[WHAT YOU ARE ASKED TO DO]:
Repeat the data below exactly, dropping any pictures it holds.

[DATASET EXCERPTS]:
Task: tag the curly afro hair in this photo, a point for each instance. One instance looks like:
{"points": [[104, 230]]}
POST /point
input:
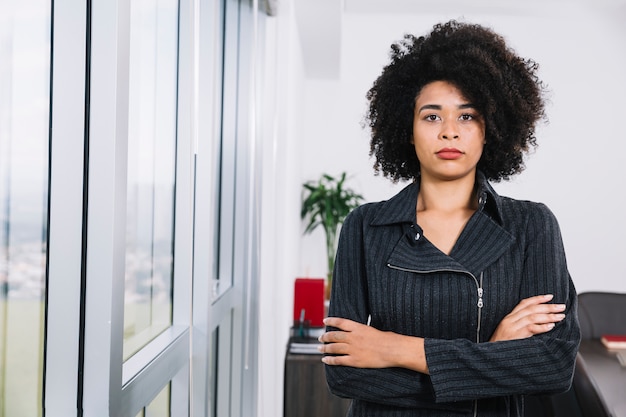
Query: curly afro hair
{"points": [[503, 87]]}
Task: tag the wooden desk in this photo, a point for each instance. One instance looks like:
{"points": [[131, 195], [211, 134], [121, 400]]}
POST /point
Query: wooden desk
{"points": [[306, 392], [608, 374]]}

[SOLUTION TO THIS EXERCISE]:
Task: tag the curly afro hair in this photo, a point for each instance. One instance looks like:
{"points": [[104, 230]]}
POST /point
input:
Query: curly afro hair
{"points": [[503, 87]]}
Task: tag the wooden desk in this photo, a point for each instance. One instance looks like:
{"points": [[131, 195], [211, 134], [121, 400]]}
POST /point
Query: wooden desk
{"points": [[306, 392], [608, 374]]}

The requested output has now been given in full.